(Gegevens voor het aanwijzen van benoemde objecten)

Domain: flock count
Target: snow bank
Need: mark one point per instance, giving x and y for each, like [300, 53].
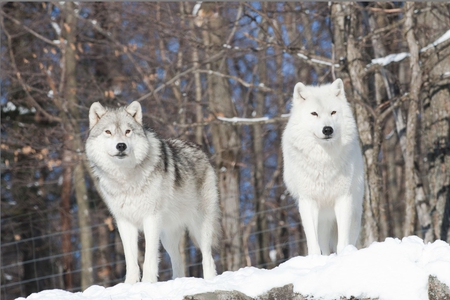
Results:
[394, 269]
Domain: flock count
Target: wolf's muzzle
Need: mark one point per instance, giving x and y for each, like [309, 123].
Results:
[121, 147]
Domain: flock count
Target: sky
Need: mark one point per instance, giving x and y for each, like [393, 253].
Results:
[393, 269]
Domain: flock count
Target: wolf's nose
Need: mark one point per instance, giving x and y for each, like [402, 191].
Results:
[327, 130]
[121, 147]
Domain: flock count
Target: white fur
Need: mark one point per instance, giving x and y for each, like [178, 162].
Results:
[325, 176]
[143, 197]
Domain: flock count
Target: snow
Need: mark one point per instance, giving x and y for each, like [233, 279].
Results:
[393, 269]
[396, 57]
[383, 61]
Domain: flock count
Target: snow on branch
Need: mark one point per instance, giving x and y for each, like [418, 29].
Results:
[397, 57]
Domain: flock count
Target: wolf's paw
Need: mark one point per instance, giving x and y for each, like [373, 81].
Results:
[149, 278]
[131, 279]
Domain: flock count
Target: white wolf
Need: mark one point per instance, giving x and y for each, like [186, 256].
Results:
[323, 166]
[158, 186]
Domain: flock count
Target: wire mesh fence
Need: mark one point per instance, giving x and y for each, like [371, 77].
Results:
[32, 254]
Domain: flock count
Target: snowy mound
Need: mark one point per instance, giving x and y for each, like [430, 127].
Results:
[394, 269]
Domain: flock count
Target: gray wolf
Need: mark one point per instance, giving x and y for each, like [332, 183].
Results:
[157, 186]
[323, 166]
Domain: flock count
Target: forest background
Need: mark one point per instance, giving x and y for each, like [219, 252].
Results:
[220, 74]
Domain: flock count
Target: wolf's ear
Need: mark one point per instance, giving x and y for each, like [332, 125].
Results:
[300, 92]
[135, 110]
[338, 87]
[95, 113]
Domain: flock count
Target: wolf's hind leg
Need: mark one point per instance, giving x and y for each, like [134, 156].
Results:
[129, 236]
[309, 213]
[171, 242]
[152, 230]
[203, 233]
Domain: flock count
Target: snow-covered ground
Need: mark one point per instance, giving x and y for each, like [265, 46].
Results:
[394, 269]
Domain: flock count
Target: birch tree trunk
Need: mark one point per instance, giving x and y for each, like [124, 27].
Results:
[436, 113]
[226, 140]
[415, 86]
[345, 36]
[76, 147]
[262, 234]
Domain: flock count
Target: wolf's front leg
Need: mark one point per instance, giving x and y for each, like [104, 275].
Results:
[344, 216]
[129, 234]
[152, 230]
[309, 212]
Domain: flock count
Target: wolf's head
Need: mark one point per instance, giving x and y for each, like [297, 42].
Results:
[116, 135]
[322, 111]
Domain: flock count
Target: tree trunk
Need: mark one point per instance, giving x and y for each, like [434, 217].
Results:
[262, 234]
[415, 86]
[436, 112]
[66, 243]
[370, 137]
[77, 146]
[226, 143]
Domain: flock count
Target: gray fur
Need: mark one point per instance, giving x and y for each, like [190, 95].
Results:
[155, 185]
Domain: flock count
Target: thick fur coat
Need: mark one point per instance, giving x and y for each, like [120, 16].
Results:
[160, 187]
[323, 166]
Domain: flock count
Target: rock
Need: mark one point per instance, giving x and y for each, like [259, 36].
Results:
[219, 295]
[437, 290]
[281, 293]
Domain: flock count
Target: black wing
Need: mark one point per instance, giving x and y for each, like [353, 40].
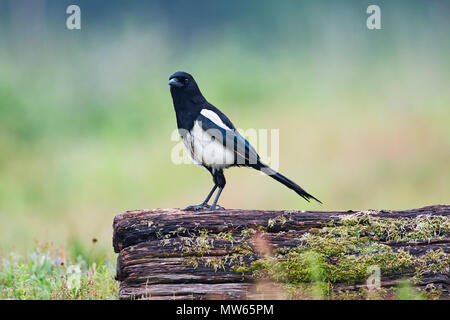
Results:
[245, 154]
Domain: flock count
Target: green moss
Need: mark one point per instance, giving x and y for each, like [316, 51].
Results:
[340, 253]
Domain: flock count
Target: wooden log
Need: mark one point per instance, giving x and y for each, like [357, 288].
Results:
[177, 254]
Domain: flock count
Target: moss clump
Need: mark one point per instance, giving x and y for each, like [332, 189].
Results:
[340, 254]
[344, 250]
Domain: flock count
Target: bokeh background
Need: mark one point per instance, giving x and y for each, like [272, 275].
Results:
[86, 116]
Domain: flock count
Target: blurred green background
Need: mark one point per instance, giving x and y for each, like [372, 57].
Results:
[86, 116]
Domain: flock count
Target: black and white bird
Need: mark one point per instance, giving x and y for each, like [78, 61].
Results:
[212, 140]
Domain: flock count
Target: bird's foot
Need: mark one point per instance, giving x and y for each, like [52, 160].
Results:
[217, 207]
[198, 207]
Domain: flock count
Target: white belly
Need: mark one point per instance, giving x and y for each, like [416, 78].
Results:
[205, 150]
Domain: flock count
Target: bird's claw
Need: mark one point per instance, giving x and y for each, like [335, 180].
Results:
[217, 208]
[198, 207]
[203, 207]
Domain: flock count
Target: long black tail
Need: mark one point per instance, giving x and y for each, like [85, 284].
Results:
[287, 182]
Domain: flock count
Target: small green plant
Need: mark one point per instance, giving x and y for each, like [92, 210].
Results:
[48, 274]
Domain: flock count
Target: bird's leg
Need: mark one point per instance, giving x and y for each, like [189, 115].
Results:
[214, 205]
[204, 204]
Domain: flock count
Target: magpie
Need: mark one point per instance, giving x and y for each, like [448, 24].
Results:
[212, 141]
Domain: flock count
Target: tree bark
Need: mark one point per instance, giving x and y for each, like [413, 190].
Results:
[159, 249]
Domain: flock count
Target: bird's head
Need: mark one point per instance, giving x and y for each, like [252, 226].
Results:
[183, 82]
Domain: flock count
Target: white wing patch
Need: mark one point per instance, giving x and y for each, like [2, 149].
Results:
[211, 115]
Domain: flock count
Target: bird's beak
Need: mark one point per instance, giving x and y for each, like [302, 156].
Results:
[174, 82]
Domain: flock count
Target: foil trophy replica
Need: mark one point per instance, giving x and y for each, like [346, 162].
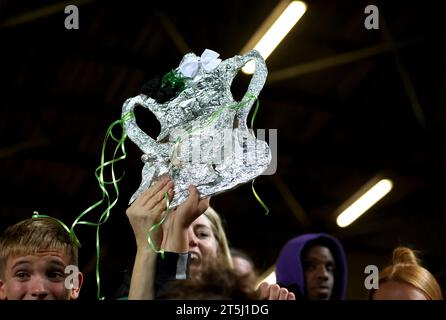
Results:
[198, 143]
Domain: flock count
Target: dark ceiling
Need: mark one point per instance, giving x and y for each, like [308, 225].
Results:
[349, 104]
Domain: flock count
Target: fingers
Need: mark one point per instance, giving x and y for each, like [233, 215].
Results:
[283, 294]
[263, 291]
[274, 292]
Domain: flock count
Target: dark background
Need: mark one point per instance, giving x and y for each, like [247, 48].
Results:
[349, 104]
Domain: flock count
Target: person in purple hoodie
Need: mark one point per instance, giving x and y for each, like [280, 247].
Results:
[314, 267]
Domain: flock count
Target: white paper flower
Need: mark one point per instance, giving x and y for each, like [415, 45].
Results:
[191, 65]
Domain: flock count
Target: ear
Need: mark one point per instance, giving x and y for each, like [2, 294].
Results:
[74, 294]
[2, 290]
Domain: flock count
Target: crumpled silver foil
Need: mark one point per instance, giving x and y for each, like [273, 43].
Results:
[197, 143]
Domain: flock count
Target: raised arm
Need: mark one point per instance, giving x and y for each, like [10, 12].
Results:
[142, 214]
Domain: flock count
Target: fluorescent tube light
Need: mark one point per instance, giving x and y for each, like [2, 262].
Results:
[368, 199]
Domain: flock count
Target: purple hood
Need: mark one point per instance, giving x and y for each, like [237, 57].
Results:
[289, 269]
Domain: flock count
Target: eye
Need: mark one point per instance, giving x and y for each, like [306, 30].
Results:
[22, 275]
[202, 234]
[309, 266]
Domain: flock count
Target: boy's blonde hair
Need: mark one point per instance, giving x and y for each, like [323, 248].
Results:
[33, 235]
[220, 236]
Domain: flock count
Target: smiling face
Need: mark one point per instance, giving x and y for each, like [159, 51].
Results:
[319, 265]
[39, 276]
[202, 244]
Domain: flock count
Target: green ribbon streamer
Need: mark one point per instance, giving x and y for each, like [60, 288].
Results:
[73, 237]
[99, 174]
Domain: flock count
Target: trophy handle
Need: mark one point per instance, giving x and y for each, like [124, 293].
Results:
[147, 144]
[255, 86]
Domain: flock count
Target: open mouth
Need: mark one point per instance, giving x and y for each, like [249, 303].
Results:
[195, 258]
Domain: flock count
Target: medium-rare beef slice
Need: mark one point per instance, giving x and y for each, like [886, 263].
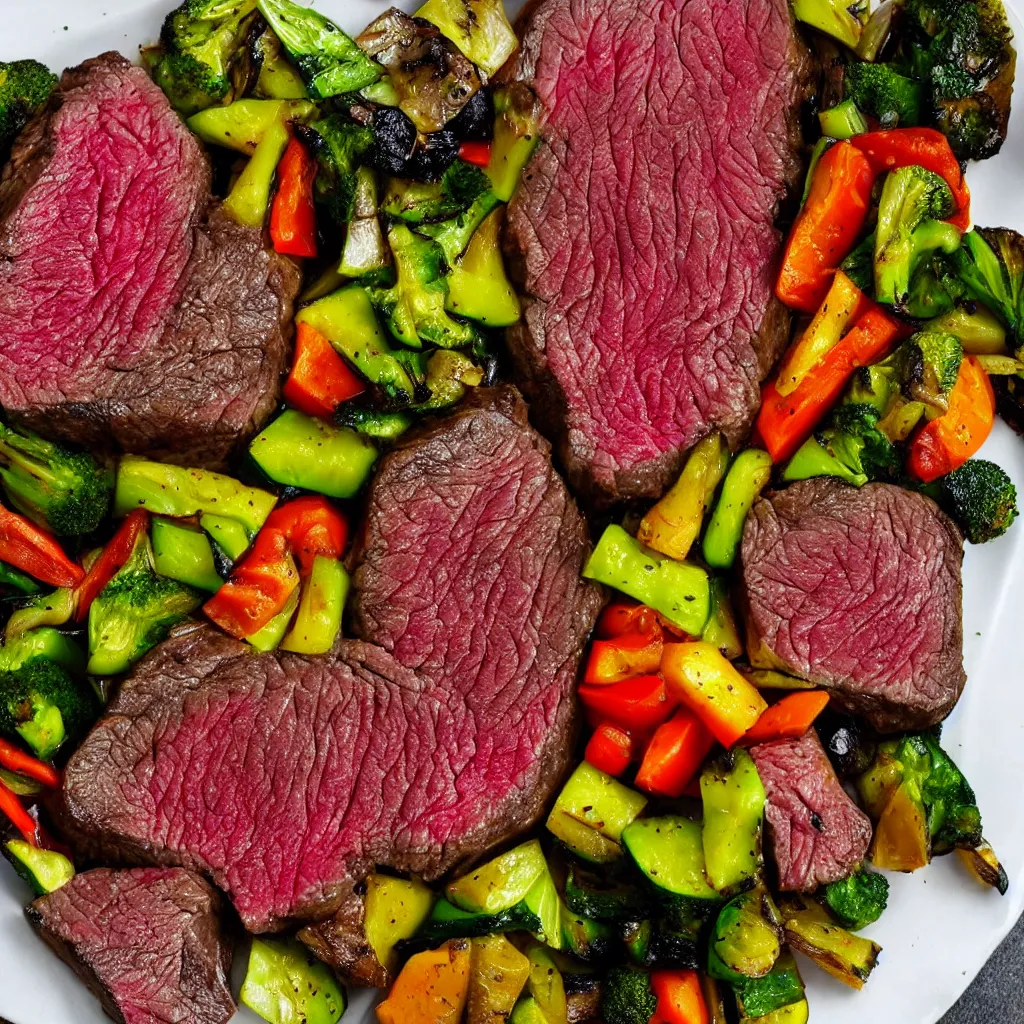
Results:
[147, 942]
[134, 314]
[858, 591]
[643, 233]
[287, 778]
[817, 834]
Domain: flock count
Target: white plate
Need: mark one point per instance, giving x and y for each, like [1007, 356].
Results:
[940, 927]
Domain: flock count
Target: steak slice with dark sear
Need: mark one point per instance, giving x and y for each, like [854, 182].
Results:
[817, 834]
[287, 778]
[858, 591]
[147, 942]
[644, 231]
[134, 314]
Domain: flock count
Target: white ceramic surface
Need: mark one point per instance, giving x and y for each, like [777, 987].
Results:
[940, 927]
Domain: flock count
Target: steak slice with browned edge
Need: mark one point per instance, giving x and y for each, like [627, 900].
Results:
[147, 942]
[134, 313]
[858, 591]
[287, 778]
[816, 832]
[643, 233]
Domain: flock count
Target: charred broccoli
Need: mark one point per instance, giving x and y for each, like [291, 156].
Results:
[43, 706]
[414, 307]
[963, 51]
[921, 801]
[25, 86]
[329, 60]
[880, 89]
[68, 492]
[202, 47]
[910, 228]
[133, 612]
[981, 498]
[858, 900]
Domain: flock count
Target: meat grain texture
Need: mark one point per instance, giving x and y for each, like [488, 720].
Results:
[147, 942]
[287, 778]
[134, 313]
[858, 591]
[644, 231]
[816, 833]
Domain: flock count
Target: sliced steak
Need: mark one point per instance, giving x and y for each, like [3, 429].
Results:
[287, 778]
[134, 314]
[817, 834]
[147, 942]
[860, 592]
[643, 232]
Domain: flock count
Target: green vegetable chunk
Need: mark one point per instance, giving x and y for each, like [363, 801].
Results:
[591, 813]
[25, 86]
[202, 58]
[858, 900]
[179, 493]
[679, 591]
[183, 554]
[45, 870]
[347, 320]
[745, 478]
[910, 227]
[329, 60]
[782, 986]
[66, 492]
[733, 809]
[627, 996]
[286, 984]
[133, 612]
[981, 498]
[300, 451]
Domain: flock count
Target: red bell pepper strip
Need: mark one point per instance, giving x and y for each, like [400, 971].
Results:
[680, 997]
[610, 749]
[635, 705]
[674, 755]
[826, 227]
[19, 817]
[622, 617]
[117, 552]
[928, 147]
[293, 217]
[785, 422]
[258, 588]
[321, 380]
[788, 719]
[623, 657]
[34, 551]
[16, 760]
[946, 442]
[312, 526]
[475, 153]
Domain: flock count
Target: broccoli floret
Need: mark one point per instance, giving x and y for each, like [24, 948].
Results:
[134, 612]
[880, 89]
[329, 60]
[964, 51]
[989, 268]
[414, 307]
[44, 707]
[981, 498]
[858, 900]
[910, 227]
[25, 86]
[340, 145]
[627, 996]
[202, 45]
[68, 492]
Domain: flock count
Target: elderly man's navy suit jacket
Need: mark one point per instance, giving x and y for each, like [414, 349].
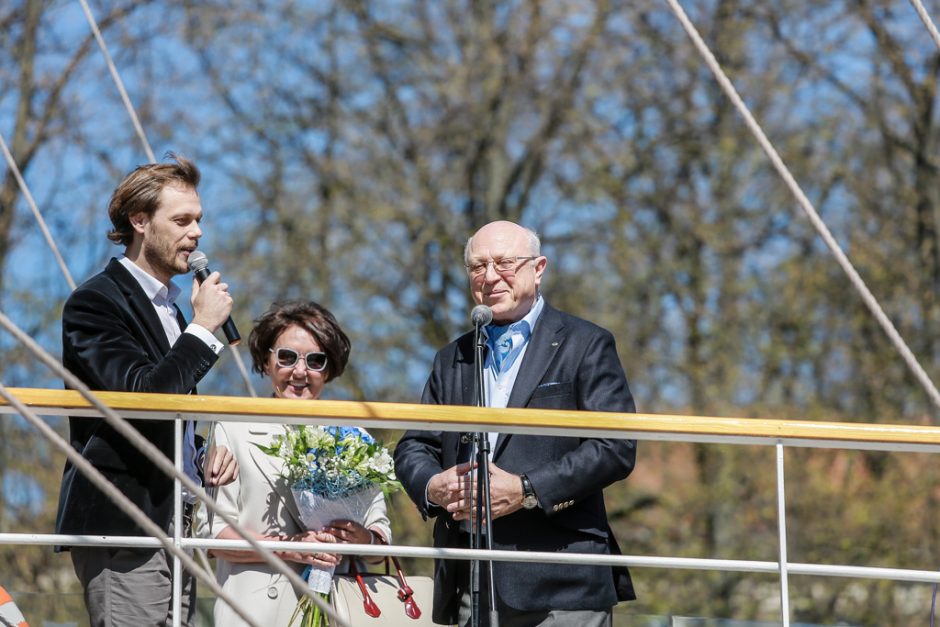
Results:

◆ **Wat nodig is**
Haal uit de vermeldingen elke regel die het woord "dark" bevat en neem die regels ongewijzigd over.

◆ **Volledig antwoord**
Target: dark ceiling
Target: dark background
Target: steak slice with dark sear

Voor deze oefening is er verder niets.